**EXERCISE**
Please repeat each of the records that follow, exactly as written.

**SUPPLIED INFORMATION**
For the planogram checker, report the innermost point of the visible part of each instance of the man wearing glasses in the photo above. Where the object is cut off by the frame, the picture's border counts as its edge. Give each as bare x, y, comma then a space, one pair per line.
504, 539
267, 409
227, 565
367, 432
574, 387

**FINISHED TASK**
For the planogram checker, report the innermost point of the visible part of each instance of the man wearing glasses in the photo above. Where the object is cut off by the frame, the picture's border counts as its edge. Give each as bare x, y, comma then a space, one pair per line.
504, 539
267, 409
227, 565
367, 432
574, 387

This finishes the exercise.